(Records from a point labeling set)
▼

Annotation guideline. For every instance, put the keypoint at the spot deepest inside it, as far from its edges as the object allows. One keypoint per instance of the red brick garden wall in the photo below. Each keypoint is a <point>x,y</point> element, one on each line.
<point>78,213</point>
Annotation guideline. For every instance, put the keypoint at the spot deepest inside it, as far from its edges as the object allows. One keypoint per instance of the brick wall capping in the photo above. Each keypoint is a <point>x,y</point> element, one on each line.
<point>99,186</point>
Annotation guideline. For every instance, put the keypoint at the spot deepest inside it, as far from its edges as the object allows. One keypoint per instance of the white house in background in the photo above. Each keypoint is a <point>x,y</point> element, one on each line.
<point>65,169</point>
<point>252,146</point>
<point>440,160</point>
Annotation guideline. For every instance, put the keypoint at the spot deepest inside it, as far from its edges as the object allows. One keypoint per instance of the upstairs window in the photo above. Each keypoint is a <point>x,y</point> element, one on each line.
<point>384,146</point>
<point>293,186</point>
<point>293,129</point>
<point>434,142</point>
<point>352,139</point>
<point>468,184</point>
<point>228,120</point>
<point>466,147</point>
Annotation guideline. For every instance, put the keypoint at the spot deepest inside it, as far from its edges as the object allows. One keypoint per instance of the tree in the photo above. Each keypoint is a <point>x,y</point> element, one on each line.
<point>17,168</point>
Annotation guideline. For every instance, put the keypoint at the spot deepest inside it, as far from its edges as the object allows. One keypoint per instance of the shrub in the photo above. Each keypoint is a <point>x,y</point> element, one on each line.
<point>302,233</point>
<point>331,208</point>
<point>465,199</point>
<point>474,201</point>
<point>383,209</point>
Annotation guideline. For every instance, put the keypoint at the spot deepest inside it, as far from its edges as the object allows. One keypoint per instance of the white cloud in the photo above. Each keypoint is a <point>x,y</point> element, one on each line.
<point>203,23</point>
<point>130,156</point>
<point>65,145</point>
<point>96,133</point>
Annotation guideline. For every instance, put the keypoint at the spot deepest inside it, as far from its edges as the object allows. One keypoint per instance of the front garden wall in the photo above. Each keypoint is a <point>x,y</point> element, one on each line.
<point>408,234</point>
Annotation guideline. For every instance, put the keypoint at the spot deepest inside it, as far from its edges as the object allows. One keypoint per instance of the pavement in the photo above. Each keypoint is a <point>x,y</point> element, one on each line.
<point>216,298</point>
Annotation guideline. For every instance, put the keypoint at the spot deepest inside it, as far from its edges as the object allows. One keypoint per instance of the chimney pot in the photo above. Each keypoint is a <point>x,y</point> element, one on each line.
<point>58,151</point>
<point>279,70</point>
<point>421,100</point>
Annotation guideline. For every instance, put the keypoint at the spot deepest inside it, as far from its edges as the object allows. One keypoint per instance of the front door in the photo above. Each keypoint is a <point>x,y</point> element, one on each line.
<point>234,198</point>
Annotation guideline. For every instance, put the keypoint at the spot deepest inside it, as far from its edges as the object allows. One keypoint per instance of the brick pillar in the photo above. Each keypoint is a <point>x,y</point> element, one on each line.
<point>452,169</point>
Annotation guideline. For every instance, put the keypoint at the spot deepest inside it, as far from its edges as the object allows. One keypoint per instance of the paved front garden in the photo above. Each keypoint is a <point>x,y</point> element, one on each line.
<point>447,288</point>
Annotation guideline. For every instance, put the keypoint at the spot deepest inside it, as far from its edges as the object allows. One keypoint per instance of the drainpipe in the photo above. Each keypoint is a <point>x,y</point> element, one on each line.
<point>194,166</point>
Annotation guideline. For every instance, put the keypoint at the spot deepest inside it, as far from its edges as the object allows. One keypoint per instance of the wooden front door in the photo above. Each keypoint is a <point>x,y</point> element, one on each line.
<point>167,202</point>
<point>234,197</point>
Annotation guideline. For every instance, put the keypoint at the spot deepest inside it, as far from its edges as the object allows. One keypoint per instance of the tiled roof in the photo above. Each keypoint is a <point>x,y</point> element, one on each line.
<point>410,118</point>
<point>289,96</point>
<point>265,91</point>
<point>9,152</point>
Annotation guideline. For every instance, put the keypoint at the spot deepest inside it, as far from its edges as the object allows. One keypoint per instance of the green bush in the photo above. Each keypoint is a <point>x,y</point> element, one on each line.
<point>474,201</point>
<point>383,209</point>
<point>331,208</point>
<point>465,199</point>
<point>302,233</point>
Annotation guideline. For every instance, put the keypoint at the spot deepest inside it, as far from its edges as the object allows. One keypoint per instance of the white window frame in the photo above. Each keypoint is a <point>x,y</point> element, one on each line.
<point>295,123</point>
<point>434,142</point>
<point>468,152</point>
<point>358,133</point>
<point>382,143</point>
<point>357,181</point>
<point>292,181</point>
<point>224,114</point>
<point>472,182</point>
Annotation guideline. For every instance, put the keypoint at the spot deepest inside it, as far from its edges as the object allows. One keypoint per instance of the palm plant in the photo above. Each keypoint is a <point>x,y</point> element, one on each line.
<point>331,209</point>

▲

What to do >>
Substitute "marker" for every occurrence of "keypoint" in the records above and write them out again in full, leaving everything else unchanged.

Answer for the task >>
Annotation guideline. For every instance, put the marker at the spot deepest inside it, as far from its edges as the object allows. One marker per instance of the red brick garden wall in the photo below. Each marker is a <point>x,y</point> element, one on each line.
<point>78,213</point>
Annotation guideline. For every instance, put the marker at the spot deepest inside it, as far from its edges as the object allows. One marker per instance of the brick wall capping in the photo above. Each marker is a <point>x,y</point> element, one on each line.
<point>99,186</point>
Annotation guideline. For every instance, put the marker at the spot deepest inside it, as far from its edges as the object allows. One marker per instance of the white house in background in the photo above. Each marker is a <point>x,y</point> element, one on each line.
<point>65,169</point>
<point>252,146</point>
<point>440,160</point>
Annotation guideline. For every instance, put the marker at the spot deepest inside it, as far from its edges as the object allows. One marker per instance of the upstairs window in the photo above. Each marker is a <point>x,y</point> element, one on each line.
<point>384,146</point>
<point>293,186</point>
<point>293,129</point>
<point>434,142</point>
<point>352,139</point>
<point>468,184</point>
<point>228,120</point>
<point>466,147</point>
Annotation guideline. For every instance, put the marker at the spot deepest inside it, as far from its edges as the object allows. One marker per instance of the tree in the photo above. Each marker is a <point>x,y</point> element, one on each line.
<point>17,168</point>
Annotation guideline. For every instance, put the marker at the spot deepest inside it, as far from its edges as the object allows. One marker per instance of the shrub in the photo above. Each marker is a <point>x,y</point> element, one on each line.
<point>302,233</point>
<point>331,208</point>
<point>465,199</point>
<point>474,201</point>
<point>383,209</point>
Annotation guideline. For every instance, put the marker at the spot deepest inside it, as far from its edges as the object allows. One marker per instance of the white cloud in the photo above. Each marker is a <point>x,y</point> element, one on each line.
<point>203,23</point>
<point>130,156</point>
<point>65,145</point>
<point>96,133</point>
Annotation guideline. For every instance, put the marker at the spot deepest inside it, as far from its edges as the object allows. One marker per instance of the front garden wall in the photo above. Each marker is a <point>x,y</point> element, one on each line.
<point>408,234</point>
Annotation guideline. For every instance, put the marker at the spot deepest inside it, as far from its edges as the object allows. One marker per instance of the pavement in the photo above. Each marker is a <point>x,y</point> element, one on each line.
<point>216,298</point>
Annotation guideline. For every instance, put the marker at the spot deepest inside it, as far from its edges as the object allows. One marker per instance of the chimney pot in the photo above. Each marker is a <point>x,y</point> element, one on each line.
<point>58,151</point>
<point>279,70</point>
<point>421,100</point>
Annotation guideline. For every instance, put the marker at the spot deepest inside it, as far from its edges as the object allows. One marker per instance of the front door in the photo above. Each marker is a <point>x,y</point> element, one on each line.
<point>234,198</point>
Annotation guideline. For every instance, put the marker at the spot deepest inside it, as far from its edges as the object allows. One marker per instance of the brick pillar in the photo above. Each marker is a <point>x,y</point> element, one on each line.
<point>452,169</point>
Annotation guideline. For every instance, put the marker at the spot deepest inside it, as far from its edges as the object allows. One marker per instance of the paved front garden in the photo above. Each marker is a <point>x,y</point> element, one on each line.
<point>447,288</point>
Annotation guideline. For every instance, put the marker at the spot deepest inside it, as far from its edges as the object allows. One marker per instance of the drainpipe in the photo above. Each marker is a <point>x,y</point> element, one on each line.
<point>194,166</point>
Annotation guideline. For every instance, put the marker at the spot deepest inside it, as far from its edges as the object allows. One marker per instance of the wooden front door in the photo above. Each marker is a <point>x,y</point> element, one on each line.
<point>167,202</point>
<point>234,197</point>
Annotation guideline. For every instance, put the marker at the spot deepest inside it, as far from its edges as the object allows. One marker per instance of the tiled roof in the photo above. Each marker is a <point>x,y</point> element, one on each line.
<point>410,118</point>
<point>289,96</point>
<point>265,91</point>
<point>9,152</point>
Annotation guideline. For every instance, put the marker at the spot deepest inside it, as far from its edges as the object allows. One marker per instance of the green bush in the photo above. Each marker is a <point>x,y</point> element, one on each line.
<point>474,201</point>
<point>383,209</point>
<point>331,208</point>
<point>465,199</point>
<point>302,233</point>
Annotation guideline. For every instance, put the marker at the spot deepest inside it, as far from its edges as the object allows. One marker per instance of the white window frame in the photo above. Each marker is a <point>x,y</point> element, one on each line.
<point>295,123</point>
<point>434,142</point>
<point>468,152</point>
<point>358,133</point>
<point>382,143</point>
<point>357,181</point>
<point>292,181</point>
<point>224,114</point>
<point>472,182</point>
Annotation guideline. For every instance, put the marker at the spot deepest inside it, as far from its edges as the object allows. One marker per instance of the palm plant in the photo above. Each marker is a <point>x,y</point> element, one on each line.
<point>331,209</point>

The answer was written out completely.